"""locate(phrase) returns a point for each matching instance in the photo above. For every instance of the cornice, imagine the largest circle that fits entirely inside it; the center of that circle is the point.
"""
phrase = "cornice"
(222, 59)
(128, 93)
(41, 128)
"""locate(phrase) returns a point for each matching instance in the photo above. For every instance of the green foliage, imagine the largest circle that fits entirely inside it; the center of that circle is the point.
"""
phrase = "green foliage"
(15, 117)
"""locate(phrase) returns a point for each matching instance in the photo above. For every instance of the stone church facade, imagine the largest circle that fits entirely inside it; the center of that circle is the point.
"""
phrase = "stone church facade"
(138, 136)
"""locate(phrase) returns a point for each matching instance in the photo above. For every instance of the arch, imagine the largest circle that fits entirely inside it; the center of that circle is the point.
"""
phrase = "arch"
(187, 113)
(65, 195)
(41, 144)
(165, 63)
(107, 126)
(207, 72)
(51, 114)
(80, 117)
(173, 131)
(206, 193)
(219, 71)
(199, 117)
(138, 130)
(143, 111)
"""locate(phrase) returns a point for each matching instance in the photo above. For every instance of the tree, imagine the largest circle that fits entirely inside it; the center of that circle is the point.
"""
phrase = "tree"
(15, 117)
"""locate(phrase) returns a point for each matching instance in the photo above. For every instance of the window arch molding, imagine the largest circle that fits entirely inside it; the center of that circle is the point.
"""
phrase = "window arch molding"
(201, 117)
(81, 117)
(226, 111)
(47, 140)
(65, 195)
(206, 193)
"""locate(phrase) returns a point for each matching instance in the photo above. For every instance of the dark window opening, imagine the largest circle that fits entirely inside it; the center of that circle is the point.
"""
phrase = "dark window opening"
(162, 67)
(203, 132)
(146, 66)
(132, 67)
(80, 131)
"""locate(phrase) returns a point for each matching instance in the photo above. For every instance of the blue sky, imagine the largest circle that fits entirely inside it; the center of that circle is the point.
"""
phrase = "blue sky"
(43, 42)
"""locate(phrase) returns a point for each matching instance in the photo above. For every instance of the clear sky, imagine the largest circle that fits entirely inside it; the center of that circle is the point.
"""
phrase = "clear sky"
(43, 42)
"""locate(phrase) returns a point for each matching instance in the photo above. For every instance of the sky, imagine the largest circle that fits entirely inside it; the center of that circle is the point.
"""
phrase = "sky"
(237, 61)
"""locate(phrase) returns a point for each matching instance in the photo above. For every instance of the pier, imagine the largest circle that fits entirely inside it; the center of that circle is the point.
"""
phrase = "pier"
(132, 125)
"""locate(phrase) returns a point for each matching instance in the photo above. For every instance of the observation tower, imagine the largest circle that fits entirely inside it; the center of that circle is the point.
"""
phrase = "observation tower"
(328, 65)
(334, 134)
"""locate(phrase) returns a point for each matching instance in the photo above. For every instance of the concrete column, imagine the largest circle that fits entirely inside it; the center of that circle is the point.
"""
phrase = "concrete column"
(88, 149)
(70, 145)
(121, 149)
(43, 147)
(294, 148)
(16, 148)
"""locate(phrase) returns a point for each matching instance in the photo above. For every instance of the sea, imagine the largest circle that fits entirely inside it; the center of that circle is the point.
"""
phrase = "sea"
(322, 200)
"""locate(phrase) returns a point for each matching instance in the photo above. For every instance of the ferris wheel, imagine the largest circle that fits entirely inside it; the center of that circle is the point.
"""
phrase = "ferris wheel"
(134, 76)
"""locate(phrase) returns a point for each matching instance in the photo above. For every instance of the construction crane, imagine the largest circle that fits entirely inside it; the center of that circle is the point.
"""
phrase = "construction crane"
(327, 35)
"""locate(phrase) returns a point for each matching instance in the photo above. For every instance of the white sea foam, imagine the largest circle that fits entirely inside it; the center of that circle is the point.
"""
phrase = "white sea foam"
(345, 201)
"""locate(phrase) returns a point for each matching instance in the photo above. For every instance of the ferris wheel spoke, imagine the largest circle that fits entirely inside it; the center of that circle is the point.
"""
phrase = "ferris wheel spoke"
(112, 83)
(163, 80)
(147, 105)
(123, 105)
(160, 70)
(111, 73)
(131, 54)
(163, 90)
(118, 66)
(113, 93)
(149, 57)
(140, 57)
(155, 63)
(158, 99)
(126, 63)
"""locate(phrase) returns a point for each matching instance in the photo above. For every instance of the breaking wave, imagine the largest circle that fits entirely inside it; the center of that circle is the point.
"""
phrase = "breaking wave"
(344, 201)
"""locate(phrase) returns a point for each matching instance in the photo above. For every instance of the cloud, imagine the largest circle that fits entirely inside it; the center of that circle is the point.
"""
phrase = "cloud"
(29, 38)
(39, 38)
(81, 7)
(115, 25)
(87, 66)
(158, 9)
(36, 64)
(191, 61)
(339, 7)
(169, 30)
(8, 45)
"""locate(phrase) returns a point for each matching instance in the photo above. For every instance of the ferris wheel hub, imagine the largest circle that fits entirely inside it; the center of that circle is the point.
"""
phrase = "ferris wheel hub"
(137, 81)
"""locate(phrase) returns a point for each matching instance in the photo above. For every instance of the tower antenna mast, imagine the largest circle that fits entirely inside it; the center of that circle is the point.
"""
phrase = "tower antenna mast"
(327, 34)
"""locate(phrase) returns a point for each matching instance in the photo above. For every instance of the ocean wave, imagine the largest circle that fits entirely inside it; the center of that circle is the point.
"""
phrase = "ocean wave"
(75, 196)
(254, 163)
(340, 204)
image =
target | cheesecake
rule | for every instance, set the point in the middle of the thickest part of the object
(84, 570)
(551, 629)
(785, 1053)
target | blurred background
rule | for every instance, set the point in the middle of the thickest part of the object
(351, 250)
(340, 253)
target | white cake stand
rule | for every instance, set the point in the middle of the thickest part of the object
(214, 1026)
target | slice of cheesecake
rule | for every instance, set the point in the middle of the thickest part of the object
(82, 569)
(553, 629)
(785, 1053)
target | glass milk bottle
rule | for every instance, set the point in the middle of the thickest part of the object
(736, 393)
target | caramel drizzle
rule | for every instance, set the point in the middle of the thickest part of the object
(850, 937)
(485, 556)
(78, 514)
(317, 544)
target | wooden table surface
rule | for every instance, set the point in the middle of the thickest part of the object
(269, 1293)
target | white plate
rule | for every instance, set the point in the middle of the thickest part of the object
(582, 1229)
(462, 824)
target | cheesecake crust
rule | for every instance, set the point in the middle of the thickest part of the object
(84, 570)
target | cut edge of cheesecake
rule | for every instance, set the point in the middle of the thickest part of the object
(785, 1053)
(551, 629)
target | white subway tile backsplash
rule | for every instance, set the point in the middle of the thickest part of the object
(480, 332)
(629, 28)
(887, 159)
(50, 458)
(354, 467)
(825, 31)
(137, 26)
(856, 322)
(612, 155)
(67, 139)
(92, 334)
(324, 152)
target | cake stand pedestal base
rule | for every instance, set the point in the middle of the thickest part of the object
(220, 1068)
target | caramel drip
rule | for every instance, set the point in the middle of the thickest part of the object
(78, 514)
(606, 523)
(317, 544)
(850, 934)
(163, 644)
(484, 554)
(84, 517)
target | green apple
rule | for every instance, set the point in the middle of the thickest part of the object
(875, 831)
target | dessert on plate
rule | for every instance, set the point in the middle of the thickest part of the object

◆ ◆ ◆ ◆

> What you should do
Return the full listing unchanged.

> Your solution
"""locate(phrase) returns a point for each matching instance in the photo above. For every instance of the cornice, imagine the largest circle that fits entirely inside it; the center of that circle is the point.
"""
phrase = "cornice"
(222, 59)
(128, 93)
(41, 128)
"""locate(phrase) returns a point for each matching instance in the photo above. For every instance of the green foliage, imagine the largest circle that fits entirely inside it; the center of that circle is the point.
"""
phrase = "green foliage"
(15, 117)
"""locate(phrase) returns a point for each matching instance in the photo above. For every instance of the stone church facade, imagine the largest circle that fits entirely inside it; the center of that circle is the point.
"""
phrase = "stone church facade"
(138, 136)
"""locate(phrase) returns a point for each matching instance in the photo above. For every instance of the arch, imagine the largest circle that fits entirely inside it; the center of that circle is the point.
"""
phrase = "arch"
(187, 113)
(65, 195)
(41, 144)
(165, 63)
(107, 126)
(207, 72)
(51, 114)
(80, 117)
(173, 131)
(206, 193)
(219, 71)
(199, 117)
(138, 130)
(143, 111)
"""locate(phrase) returns a point for each matching instance in the photo above. For every instance of the tree, imagine the largest circle that fits entirely inside it; the center of that circle is the point.
"""
phrase = "tree"
(15, 117)
"""locate(phrase) returns a point for each matching instance in the photo above. For every instance of the window arch molding, imagine the largest circle that fits entirely inside it; the center of that circle is the point.
"""
phrase = "window arch molding"
(201, 117)
(81, 117)
(226, 111)
(47, 140)
(65, 195)
(206, 193)
"""locate(phrase) returns a point for each matching instance in the photo above. For every instance of the dark window opening, imagine the largest circle that fits entirely inside it; the center of that circle is the point.
"""
phrase = "dark window opening"
(162, 67)
(203, 132)
(146, 66)
(132, 67)
(80, 131)
"""locate(phrase) returns a point for each matching instance in the photo above. For every instance of the blue sky, imagine the largest circle that fits entirely inside it; the center of that circle is the point.
"""
phrase = "blue sky"
(43, 42)
"""locate(phrase) returns a point for each matching instance in the photo above. For every instance of the clear sky, imagine the largest circle that fits entirely inside it; the center of that circle is the point.
"""
phrase = "clear sky"
(43, 42)
"""locate(phrase) returns a point for each matching instance in the photo above. For every instance of the sky, imagine the largest circle that fits entirely inside it; the center of that circle is the point.
"""
phrase = "sky"
(237, 61)
"""locate(phrase) returns a point for each matching instance in the photo above. For every instance of the pier, imagine the largest circle that fits entirely inside it; the center of that circle is the point.
"""
phrase = "pier"
(132, 125)
"""locate(phrase) returns a point for each matching instance in the photo above. For every instance of the observation tower, imagine the largest circle that fits entirely inside it; the center of that circle is the point.
"""
phrase = "observation tower"
(328, 65)
(334, 134)
"""locate(phrase) returns a point for each matching instance in the photo above. For every instance of the concrete column, imagine the largest circle that fits entirely inside it; the center of that circle is the point.
"""
phrase = "concrete column"
(88, 149)
(70, 145)
(121, 149)
(43, 147)
(294, 148)
(16, 148)
"""locate(phrase) returns a point for each matching instance in the photo above. For every instance of the sea, imagine the largest circle that fits entirely inside it; the center of that circle is the point.
"""
phrase = "sea"
(322, 200)
"""locate(phrase) returns a point for each matching instance in the photo above. For every instance of the ferris wheel, imagine the largest circle that fits entirely inside it; the center of that circle is the point.
"""
phrase = "ferris wheel"
(134, 76)
"""locate(phrase) returns a point for each matching instance in the photo above. For every instance of the construction crane, imagine the largest circle that fits entirely inside it; the center of that circle is the point.
"""
phrase = "construction crane"
(327, 35)
"""locate(phrase) returns a point for each matching instance in the photo above. For every instance of the white sea foam, imagine the largest circle that fits entirely inside it; the center of that circle is the point.
"""
phrase = "white sea foam"
(345, 201)
"""locate(phrase) returns a point for each matching instance in the photo above. For every instance of the ferris wheel spoke, imagine the largest circle that fits entirely inside it; the center of that circle is the point.
"""
phrase = "ferris wheel spoke"
(112, 83)
(163, 80)
(147, 105)
(123, 105)
(160, 70)
(111, 73)
(131, 54)
(163, 90)
(118, 66)
(113, 93)
(149, 57)
(140, 57)
(155, 63)
(158, 99)
(126, 63)
"""locate(phrase) returns a point for each matching instance in the photo above. For every instance of the breaking wave, imagine the largest circle that fits entirely inside it; the center of that circle is the point.
"""
phrase = "breaking wave"
(344, 201)
"""locate(phrase) returns a point for each matching instance in the photo above. For every instance of the cloud, imagine the largest circle that fits entirely inside it; the center of that circle is the point.
"""
phrase = "cloud"
(29, 38)
(39, 38)
(81, 7)
(115, 25)
(87, 66)
(158, 9)
(36, 64)
(191, 61)
(339, 7)
(169, 30)
(8, 45)
"""locate(phrase) returns a point for each matching instance in the photo above. For every instance of the ferris wheel hub, imagine the largest circle that fits entirely inside it; the center of that circle is the point.
"""
phrase = "ferris wheel hub"
(137, 81)
"""locate(phrase) returns a point for each matching instance in the photo above. For every instance of the tower antenna mast, imagine the largest circle that fits entirely inside it; the center of that circle is the point.
"""
phrase = "tower antenna mast"
(327, 34)
"""locate(phrase) returns a point for each matching instance in the photo above. For every instance of the ocean wave, imagine the largest circle that fits entirely inside it; the center of that circle is the point.
"""
phrase = "ocean wave"
(75, 196)
(254, 163)
(340, 204)
image =
target | cheesecake
rule | for every instance, set the point in the middle of the thickest part of the object
(84, 570)
(551, 629)
(785, 1053)
target | blurred background
rule | for every instance, set the point in the middle of the thickest part of the object
(351, 250)
(340, 253)
target | white cake stand
rule | for every instance, set the point in the middle of the thickest part of the object
(214, 1026)
target | slice of cheesecake
rule | for every instance, set the point in the middle of the thickest part of the object
(82, 569)
(553, 629)
(785, 1053)
target | glass milk bottle
rule | for every instance, set the point in the middle of the thickest part of the object
(736, 393)
target | caramel drizzle
rule | for every instance, set the point in the middle of the thickest part of the object
(850, 937)
(485, 556)
(78, 514)
(317, 544)
target | wooden table surface
rule | for every instance, set the point in the middle of the thickest part of the object
(269, 1293)
target | white plate
rule | for every instance, set the point in the middle of the thickest part of the object
(582, 1229)
(462, 824)
target | cheesecake crust
rule | for every instance, set the point in the middle of the thickest part of the object
(84, 570)
target | cut edge of cheesecake
rule | for every instance, set the point in the middle of the thickest part of the object
(785, 1053)
(551, 629)
target | white subway tile backsplash
rule | for every instance, set the point in the middle of the thickest part of the object
(480, 332)
(629, 28)
(887, 159)
(50, 458)
(354, 467)
(825, 31)
(137, 26)
(856, 322)
(612, 155)
(67, 139)
(92, 334)
(324, 152)
target | cake stand pedestal base
rule | for every instance, set the point in the middle of the thickest part of the object
(220, 1068)
target | caramel drip
rule | for every instance, set the point in the middle of the thickest part of the object
(78, 514)
(606, 523)
(317, 544)
(850, 934)
(163, 644)
(484, 554)
(84, 517)
target | green apple
rule | for every instance, set the point in the middle of the thickest part of the object
(875, 831)
target | dessert on plate
rule | for every instance, set the point in the middle of the thickest part of the object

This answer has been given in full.